***** Records provided *****
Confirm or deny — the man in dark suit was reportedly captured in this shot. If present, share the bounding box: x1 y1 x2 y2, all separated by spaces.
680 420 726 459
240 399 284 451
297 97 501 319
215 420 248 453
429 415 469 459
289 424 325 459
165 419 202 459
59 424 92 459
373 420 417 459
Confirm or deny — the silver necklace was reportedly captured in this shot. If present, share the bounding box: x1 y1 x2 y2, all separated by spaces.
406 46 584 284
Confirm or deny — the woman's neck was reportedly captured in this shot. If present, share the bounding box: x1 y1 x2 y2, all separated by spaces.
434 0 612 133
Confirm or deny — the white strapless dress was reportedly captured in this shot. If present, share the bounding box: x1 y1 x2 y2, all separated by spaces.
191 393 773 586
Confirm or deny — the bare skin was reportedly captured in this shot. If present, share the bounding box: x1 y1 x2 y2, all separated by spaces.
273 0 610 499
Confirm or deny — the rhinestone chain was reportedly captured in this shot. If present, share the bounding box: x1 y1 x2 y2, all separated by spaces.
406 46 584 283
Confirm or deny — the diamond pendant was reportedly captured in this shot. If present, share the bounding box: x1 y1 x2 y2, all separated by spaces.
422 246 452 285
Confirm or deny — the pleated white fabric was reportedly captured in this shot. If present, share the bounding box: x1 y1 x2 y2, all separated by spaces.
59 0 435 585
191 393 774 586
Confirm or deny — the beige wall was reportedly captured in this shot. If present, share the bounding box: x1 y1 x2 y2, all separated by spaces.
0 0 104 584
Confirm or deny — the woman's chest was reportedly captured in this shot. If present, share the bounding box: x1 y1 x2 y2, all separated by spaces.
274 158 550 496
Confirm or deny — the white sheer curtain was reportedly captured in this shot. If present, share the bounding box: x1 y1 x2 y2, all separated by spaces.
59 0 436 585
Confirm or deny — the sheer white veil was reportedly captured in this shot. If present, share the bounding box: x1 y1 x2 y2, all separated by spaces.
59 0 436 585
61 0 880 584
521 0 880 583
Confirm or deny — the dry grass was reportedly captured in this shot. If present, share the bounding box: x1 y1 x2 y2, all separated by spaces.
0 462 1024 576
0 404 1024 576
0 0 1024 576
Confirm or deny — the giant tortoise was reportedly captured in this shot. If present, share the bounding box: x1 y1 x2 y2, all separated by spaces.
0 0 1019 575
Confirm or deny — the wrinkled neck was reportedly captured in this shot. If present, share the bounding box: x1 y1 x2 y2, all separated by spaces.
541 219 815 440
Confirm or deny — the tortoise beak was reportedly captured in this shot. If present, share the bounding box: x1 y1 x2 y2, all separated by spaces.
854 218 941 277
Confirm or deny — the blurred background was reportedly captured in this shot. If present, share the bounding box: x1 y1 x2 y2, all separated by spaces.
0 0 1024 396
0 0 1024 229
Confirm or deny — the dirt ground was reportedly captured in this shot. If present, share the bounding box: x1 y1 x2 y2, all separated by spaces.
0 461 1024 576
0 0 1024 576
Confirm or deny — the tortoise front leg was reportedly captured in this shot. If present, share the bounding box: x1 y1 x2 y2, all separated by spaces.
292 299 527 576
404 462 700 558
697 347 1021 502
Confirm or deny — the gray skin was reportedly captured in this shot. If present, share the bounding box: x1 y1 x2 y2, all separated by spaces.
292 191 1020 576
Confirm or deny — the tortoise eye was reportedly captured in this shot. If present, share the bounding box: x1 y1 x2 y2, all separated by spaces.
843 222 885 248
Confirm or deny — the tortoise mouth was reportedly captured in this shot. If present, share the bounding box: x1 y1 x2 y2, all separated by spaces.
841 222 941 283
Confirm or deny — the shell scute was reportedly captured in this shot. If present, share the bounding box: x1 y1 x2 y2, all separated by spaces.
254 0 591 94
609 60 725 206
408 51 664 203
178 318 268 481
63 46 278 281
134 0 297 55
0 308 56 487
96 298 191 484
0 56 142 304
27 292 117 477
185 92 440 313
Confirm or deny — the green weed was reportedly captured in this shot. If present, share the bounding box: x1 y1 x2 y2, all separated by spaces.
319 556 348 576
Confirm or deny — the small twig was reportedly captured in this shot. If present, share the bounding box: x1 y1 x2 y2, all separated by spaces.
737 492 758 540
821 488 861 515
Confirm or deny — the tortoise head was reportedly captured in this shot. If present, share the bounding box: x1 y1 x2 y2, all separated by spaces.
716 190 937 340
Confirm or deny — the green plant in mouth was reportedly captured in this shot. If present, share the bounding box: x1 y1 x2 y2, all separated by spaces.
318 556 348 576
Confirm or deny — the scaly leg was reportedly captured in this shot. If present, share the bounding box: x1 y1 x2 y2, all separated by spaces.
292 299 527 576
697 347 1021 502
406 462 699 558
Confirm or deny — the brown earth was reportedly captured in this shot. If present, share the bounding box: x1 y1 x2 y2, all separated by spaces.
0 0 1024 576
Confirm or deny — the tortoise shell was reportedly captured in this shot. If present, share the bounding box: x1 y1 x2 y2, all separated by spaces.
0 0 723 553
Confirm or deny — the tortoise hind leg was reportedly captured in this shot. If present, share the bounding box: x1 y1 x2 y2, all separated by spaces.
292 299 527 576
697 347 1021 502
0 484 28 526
*****
→ What you are asked to do:
Reproduce the lines above, replacing each occurrence of "reportedly captured" with "said to appear" and leaving everything else unchanged.

→ Solved problem:
Confirm or deny — the man in dark suit was said to appear in this shot. If present, share the bounding box: x1 y1 x2 y2, all separated by spaces.
680 420 726 459
240 399 284 451
297 97 501 319
215 420 248 453
429 415 469 459
289 424 325 459
165 419 202 459
59 424 92 459
373 420 417 459
Confirm or deny — the silver necklace was said to appear in this shot. If present, share the bounding box: x1 y1 x2 y2, all separated by spaces.
406 46 584 284
Confirm or deny — the woman's neck was said to appear in this shot. If present, share the bounding box: x1 y1 x2 y2, all separated by spaces.
434 0 612 133
Confirm or deny — the white strapless dress was said to appear in this shot. If present, share the bounding box: x1 y1 x2 y2, all separated by spaces.
191 393 773 586
Confirm or deny — the bare skin was said to appear in this shot. If present, share the bounding box: x1 y1 x2 y2, all separated by spaces.
273 0 610 499
Confirm or deny — the rhinestone chain was said to appear in this shot. If present, share the bounding box: x1 y1 x2 y2, all separated by spaces.
406 46 584 283
Confirm or deny — the diamond pendant was said to appear in this shot. If present, share the bounding box: x1 y1 x2 y2, all separated by spaces.
422 246 452 285
Confirm or deny — the pleated white fabric was said to appear in this shot. If present, share the bounding box: x1 y1 x2 y2, all separated by spaces.
59 0 435 585
191 393 774 586
Confirm or deny — the beige wall was said to appear in this shot. If present, share the bounding box: x1 y1 x2 y2, all separated by spaces.
0 0 104 584
Confirm or deny — the woman's chest was said to appear in this shot. If present, share the bounding box: x1 y1 x2 y2, all separated by spaces.
274 158 550 496
Confirm or deny — the white sheer curtain was said to appear in this shot. If present, share the bounding box: x1 y1 x2 y2, all separated by spaces.
59 0 436 585
Confirm or deny — the sheer white veil was said to appear in this shot. If present, share the bounding box: x1 y1 x2 y2, all separated by spaces.
59 0 436 585
61 0 880 584
521 0 880 583
Confirm or deny — the dry grass was said to appear in this shot. If present, share the bounding box: x1 y1 x2 y2, all separated by spaces.
0 462 1024 576
0 404 1024 576
0 0 1024 576
Confirm or deny — the giant tortoise was said to appear in this shot. If present, share the bounding box: x1 y1 x2 y2, all separated by spaces.
0 0 1019 575
Confirm or deny — the wrinkled neck was said to appear in this shot. If present, share the bounding box: x1 y1 x2 y2, all separated by spaces.
541 219 815 440
Confirm or deny — the tortoise beak was said to appear in this shot. If present, share the bounding box: x1 y1 x2 y2, all separated by spaces.
854 218 941 277
Confirm or deny — the blurred background was said to appear in this shot. If present, share the bounding box: x1 y1 x2 y2, all separated by spaces.
0 0 1024 396
0 0 1024 229
Confirm or deny — the dirt ground was said to appear in this shot. If present, share the bounding box: x1 y1 x2 y2, all separated by spaces.
0 461 1024 576
0 0 1024 576
Confirm or deny — the tortoise front leg was said to appear in this shot. If present, share the bounding box: x1 y1 x2 y2, all separated by spaces.
292 299 527 576
404 462 700 558
697 347 1021 502
Confirm or deny — the gray skin was said to appear in this shot. If present, share the bounding box: x1 y1 x2 y2, all separated by spaces.
292 191 1020 576
Confirm or deny — the tortoise eye was said to appear in this shot. If present, share the bounding box: x1 y1 x2 y2, all separated by spaces.
843 222 885 248
Confirm or deny — the tortoise mouth was said to appear in this shot. If present, share the bounding box: x1 y1 x2 y2, all separated by spaces.
841 222 941 283
Confirm or deny — the shell scute was said to appear in this shot. If present, share the bounding box: x1 y1 x2 y2, all separated by spaces.
254 0 591 94
609 60 725 206
408 51 664 203
178 318 268 481
63 46 278 281
134 0 297 55
0 308 56 487
96 298 191 484
0 56 142 304
27 292 117 477
185 92 440 313
Confirm or deny — the green weed was said to appear in this shot. If present, share the bounding box: x1 y1 x2 y2, all separated by spaces.
319 556 348 576
Confirm or deny — the small twig was said to appear in this shot. If present, share the bounding box: x1 y1 x2 y2, all separated by spaces.
737 492 758 540
821 488 861 515
Confirm or deny — the tortoise head was said to appear in this shot. If present, share the bounding box: x1 y1 x2 y2, all separated by spaces.
716 190 937 340
Confirm or deny — the green plant in mouth was said to appear in this shot. If present, share the bounding box: x1 y1 x2 y2, all separated by spaces.
318 556 348 576
Confirm or deny — the scaly leg was said to appear in this shot. If present, share the bounding box: x1 y1 x2 y2, all separated by spaces.
292 299 527 576
697 347 1021 502
406 462 699 558
Confirm or deny — the brown earth was said to appear in this shot. If present, share the bounding box: x1 y1 x2 y2, all separated by spaces.
0 0 1024 576
Confirm or deny — the tortoise shell was said to appear in this shot. If present, share the bounding box: x1 y1 x2 y2, all separated by spaces.
0 0 723 553
Confirm or deny — the tortoise hind leg was said to appear in this shot. If present, share the bounding box: x1 y1 x2 y2, all separated by spaces.
292 299 527 576
697 347 1021 502
0 484 28 526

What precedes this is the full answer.